Mas a coisa toda não se chama maldição só por causa da doença holandesa. Há ainda outros componentes. Um deles é a o aumento no uso de recursos público e inchamento da máquina estatal. O Estado, ao receber uma bolada, se expande, aumentando em especial o tamanho da burocracia. O problema é que o preço do petróleo oscila, e os gastos com a burocracia são fixos. É como se você alugasse um apartamento, ou contratasse uma empregada, sem ter certeza se você vai ter salário no fim do mês. Se o salário não entrar (ou se o preço do petróleo cair) você não consegue cortar seus gastos fixos e vai ser forçado a se endividar para pagar a conta. Se nesse meio tempo o país tiver matado todos os outros setores da economia, a queda no preço do petróleo signica uma crise econômica não só para o estado. E daí a coisa tende a virar uma bola de neve...
Uma das piores consequências da maldição dos recursos naturais é que o governo consegue dinheiro sem cobrar impostos. Por isso, sem ter que prestar contas de como gasta (como teria que prestar caso estivéssemos falando de impostos), o governo se torna menos democrático (para os que conhecem o jargão acadêmico, menos accountable) abrindo portas para abusos (como as violações de direitos humanos na Nigéria) e muita corrupção. Em alguns casos, as disputas pelo controle desses recursos (que passa a ser em grande parte uma disputa pelo controle do poder político) leva a sangrentas guerras civis.
Uma das lições da maldição dos recursos naturais é a mesma dos ganhadores de loteria. Em geral, as pessoas que ganham na loteria acabam mais pobres do que eram antes de receber o prêmio, simplesmente porque ao invés de fazer um planejamento financeiro, elas tratam o prêmio como uma fonte inesgostável de renda. Até que a fonte acaba e tudo que resta são dívidas. Em geral, antes do prêmio, essas pessoas não tinha dívidas porque administravam de maneira sensata seus modestos recursos. Da mesma forma, países ricos em recursos naturais correm o risco de tratar essa receita como um prêmio de loteria, e o resultado é desastroso: níveis baixos de crescimento econômico, burocracias ineficientes e inchadas, governos corruptos e, em muitos casos, guerras civis. Em grande parte, isso ocorre porque eles gastam mal o dinheiro.

▶ TAREFAS A REALIZAR:
• A. Responda com base no texto sobre a maldição dos recursos naturais:
(i) Segundo o texto, o que oscila, ao contrário dos gastos com a burocracia, que são fixos?
(ii) Que caso é dado entre parênteses como exemplo de abusos?
(iii) Como, em geral, ficam as pessoas que ganham na loteria em comparação com antes do prêmio?
• B. Prolongue o texto sobre a maldição dos recursos naturais a partir da última frase apresentada.

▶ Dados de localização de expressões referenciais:
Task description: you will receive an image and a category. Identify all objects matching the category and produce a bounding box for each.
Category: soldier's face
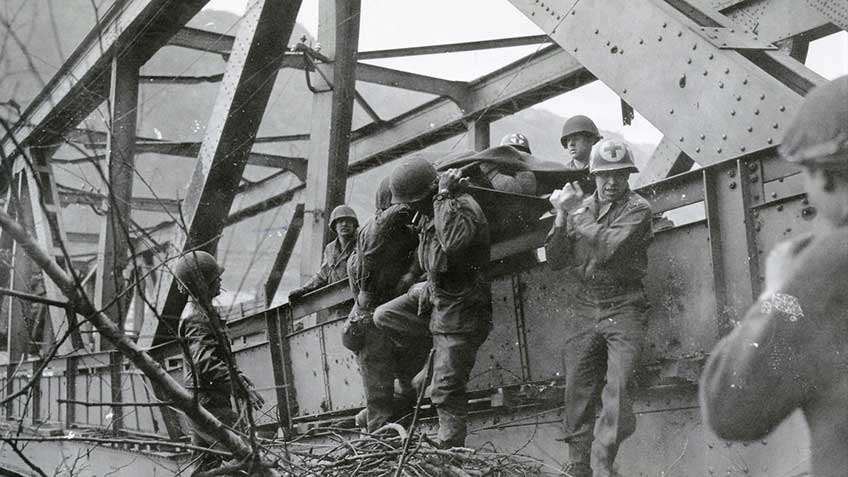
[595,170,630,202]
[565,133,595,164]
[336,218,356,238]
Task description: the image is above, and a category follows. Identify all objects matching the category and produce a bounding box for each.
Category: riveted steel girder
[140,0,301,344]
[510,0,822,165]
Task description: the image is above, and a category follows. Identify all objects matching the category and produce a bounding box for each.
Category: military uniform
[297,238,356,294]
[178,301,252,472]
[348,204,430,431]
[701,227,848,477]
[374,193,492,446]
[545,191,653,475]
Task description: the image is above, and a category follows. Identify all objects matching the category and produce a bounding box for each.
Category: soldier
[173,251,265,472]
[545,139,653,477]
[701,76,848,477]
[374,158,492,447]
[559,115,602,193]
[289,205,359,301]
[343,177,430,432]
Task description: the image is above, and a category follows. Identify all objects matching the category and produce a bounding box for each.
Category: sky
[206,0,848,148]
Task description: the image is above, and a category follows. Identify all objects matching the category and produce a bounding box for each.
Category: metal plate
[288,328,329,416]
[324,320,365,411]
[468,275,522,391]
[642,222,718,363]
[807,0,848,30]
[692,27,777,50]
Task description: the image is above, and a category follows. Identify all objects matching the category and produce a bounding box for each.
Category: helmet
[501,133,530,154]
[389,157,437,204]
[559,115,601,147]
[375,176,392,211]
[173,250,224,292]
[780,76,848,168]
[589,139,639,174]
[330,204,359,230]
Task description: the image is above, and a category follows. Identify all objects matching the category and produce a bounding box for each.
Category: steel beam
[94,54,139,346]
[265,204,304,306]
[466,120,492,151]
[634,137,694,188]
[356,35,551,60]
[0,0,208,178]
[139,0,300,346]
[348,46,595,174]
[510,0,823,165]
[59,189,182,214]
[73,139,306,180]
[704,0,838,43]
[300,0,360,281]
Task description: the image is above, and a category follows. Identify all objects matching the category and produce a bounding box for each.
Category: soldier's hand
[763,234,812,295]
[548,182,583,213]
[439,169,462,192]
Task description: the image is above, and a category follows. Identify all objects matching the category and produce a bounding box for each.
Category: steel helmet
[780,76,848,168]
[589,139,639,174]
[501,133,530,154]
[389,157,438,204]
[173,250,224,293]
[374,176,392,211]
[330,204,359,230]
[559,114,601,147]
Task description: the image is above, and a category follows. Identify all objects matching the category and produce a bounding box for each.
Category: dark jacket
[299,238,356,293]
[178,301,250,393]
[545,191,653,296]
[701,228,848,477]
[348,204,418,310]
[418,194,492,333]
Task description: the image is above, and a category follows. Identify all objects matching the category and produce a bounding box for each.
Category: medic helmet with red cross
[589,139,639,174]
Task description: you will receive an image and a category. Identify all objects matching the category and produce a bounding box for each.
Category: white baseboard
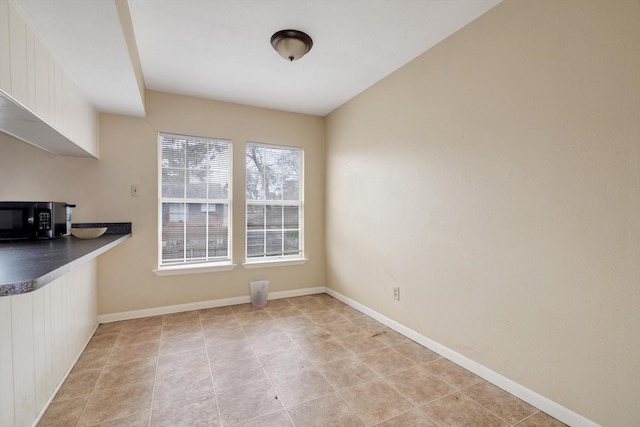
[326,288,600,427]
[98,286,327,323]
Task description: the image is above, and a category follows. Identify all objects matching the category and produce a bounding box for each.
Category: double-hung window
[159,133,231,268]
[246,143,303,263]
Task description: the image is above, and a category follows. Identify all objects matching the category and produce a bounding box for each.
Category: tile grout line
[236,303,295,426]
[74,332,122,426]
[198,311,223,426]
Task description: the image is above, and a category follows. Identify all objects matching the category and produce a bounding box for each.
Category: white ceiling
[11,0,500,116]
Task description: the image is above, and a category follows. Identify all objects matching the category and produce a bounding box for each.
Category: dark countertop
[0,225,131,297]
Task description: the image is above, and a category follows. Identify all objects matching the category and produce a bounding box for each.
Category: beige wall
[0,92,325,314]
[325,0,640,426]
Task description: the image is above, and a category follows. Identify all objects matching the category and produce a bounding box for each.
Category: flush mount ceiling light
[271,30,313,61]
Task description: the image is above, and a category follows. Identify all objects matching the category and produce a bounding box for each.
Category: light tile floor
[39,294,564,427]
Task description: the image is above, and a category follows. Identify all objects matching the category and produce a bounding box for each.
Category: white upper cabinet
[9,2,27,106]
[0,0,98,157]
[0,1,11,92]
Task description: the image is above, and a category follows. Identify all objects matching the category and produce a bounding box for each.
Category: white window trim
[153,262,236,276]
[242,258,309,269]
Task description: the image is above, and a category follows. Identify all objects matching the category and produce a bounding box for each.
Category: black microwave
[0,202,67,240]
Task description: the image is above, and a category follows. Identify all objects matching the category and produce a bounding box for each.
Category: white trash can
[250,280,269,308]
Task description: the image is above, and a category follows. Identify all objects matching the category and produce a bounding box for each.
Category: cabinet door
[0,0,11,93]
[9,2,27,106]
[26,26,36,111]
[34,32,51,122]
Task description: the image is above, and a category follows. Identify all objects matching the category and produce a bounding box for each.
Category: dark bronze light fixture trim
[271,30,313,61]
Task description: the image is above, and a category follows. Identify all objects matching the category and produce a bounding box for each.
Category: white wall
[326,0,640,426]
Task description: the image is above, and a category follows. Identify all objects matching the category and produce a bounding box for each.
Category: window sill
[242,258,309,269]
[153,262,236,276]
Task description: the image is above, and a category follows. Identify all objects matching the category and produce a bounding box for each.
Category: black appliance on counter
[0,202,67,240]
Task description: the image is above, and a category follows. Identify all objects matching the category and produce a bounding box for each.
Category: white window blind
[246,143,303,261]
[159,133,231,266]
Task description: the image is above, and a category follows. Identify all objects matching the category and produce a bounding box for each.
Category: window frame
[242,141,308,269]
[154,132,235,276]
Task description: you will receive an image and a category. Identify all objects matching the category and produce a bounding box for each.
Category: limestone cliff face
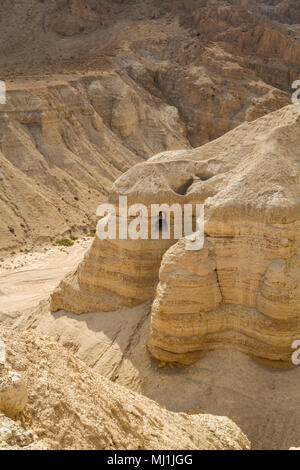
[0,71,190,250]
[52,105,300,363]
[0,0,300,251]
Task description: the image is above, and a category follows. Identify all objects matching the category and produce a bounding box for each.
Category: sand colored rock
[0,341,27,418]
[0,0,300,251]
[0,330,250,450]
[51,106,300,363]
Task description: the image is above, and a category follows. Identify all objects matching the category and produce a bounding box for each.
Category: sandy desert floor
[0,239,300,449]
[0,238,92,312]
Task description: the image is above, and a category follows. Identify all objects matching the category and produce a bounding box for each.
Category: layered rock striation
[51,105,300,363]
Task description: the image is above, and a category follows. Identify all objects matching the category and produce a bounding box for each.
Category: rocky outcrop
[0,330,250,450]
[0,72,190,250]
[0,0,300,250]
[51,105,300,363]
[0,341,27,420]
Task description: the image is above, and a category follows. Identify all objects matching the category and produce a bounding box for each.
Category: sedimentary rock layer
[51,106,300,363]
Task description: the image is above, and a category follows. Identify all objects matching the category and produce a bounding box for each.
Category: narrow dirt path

▶ RESPOSTAS POR TAREFA:
• A.
(i) O preço do petróleo.
(ii) As violações de direitos humanos na Nigéria.
(iii) Acabam mais pobres do que eram antes de receber o prêmio.

• B.
A solução pra tudo isso é colocar o dinheiro em um fundo, e ir gastando aos poucos e gastando nas coisas certas. E é essa a missão de Ken Wiwa atualmente: ele tem que estabelecer qual vai ser a estrutura do fundo que vai administrar os recursos que a comunidade dele vai receber da Shell. Ele tem que garantir que esses recursos serão bem gastos. E, para isso, ele me disse que quer um fundo que não seja vinculado de forma alguma ao governo. Segundo ele, envolver o governo é receita pra arranjar confusão.
Ele tem acompanhado de perto as discussões sobre o assunto no Brasil, com a descoberta de novos poços de petróleo. Perguntei pra ele se ele acha que vamos dar conta do recado (ou seja, se vamos conseguir evitar a maldição dos recursos naturais). E ele respondeu: - a boa notícia é que tem gente preocupada com isso no Brasil. Nesse sentido, vocês já estão um passo adiante de onde a Nigéria estava quando encontramos petróleo. Mas uma coisa é certa: não dá pra mudar a natureza humana. E quando tem tanto dinheiro assim envolvido, você nunca sabe do que as pessoas são capazes.
Pois é. Pra lidar com a maldição dos recursos naturais, precisamos primeiro lidar com a maldição da ganância humana...
Um comentário:
Na semana passada, o FHC escreveu um texto bom sobre o alentado pré-sal: "Petróleo novamente" - é só procurar assim no google. Tem gente pensando sobre o assunto, mas, olha, a euforia é grande e emburrecedora, e prevalesce o "pré-sal é nosso", com exclamação.